As children return to school, it’s being reported that more than ever before are suffering from poor mental health.  Some children may be struggling with issues at home, such as parental conflict or abuse, while others may be dealing with problems at school or in their social relationships. Some children may have underlying genetic predispositions or neurological vulnerabilities that make them more prone to mental health problems.

The first thing to note is that it’s no one’s ‘fault’.  Whilst there may be things that can be done to help mitigate poor mental health, there are times when nothing seems to work, and that can be hard for parents to cope with. Blame doesn’t help anyone so focus on supporting your child and helping them recover. 

It’s one thing to understand why children may be struggling with their mental health, but as a parent, you want to know what you can do to support your child and ideally even prevent mental ill health if possible. 


There are a number of things you can do to support your child’s mental health:

  1. Be there for your child: Show your child that you are available to listen and support them, and encourage them to talk about their feelings and concerns.
  2. Encourage healthy coping mechanisms: Help your child develop healthy ways of dealing with stress and difficult emotions, such as through exercise, hobbies, or talking to a trusted friend or family member.
  3. Keep an eye on your child’s well-being: Pay attention to your child’s behaviour and mood, and be alert for signs of distress or changes in their functioning. It is easier to deal with snowflakes than avalanches.
  4. Encourage a healthy lifestyle: Help your child maintain a healthy diet, get enough sleep, and engage in regular physical activity, as these things can all contribute to good mental health.


But it’s not all down to the parents. There are several things that can be done in school to address the increase in mental health issues. Including:

  1. Schools can provide additional support and resources for students, such as counselling services, social-emotional learning programs, and mental health education. 
  2. Schools can work to create a positive and inclusive school culture, where students feel safe, supported, and valued, and teach coping skills and stress management techniques as part of the curriculum.
  3. Schools can promote resilience by teaching students how to bounce back from setbacks and challenges, and by helping them develop a growth mindset.
  4. Schools can work with parents and the broader community to address the mental health needs of students and create a supportive environment.


So talk to your school about what’s in place and if necessary, get a parent’s group together to support the school’s efforts. There’s no shame in asking for help so do seek professional help where needed. This could be in the form of therapy, counselling, or medication, depending on your child’s needs. Further guidance can be found from charities such as the Place 2 Be , and Young Minds.

EXERCISE DATA -
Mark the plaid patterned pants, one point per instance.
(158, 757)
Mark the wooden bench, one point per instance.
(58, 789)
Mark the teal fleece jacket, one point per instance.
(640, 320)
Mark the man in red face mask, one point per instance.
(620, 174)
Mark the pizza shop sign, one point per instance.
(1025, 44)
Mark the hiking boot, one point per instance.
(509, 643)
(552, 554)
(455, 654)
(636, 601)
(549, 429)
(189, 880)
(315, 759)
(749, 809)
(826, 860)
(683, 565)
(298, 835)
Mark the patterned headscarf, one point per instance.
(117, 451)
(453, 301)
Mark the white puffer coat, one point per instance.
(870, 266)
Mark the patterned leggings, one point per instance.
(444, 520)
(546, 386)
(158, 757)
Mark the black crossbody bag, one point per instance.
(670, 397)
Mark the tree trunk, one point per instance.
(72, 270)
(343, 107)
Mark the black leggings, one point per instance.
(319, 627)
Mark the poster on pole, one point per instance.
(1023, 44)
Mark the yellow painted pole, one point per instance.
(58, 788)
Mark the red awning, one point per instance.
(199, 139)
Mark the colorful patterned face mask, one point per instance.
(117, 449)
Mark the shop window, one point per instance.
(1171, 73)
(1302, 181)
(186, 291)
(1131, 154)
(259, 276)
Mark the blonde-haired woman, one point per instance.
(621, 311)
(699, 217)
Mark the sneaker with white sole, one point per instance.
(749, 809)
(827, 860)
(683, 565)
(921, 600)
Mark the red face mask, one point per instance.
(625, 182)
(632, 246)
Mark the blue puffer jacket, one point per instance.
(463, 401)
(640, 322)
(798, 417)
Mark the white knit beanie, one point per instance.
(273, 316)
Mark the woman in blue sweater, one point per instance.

ACTION ITEM -
Which charities does the article on children's mental health name as sources of further guidance? The material has no connection to the article on children's mental health.

ANSWER TO THE PROBLEM -
The Place 2 Be and Young Minds.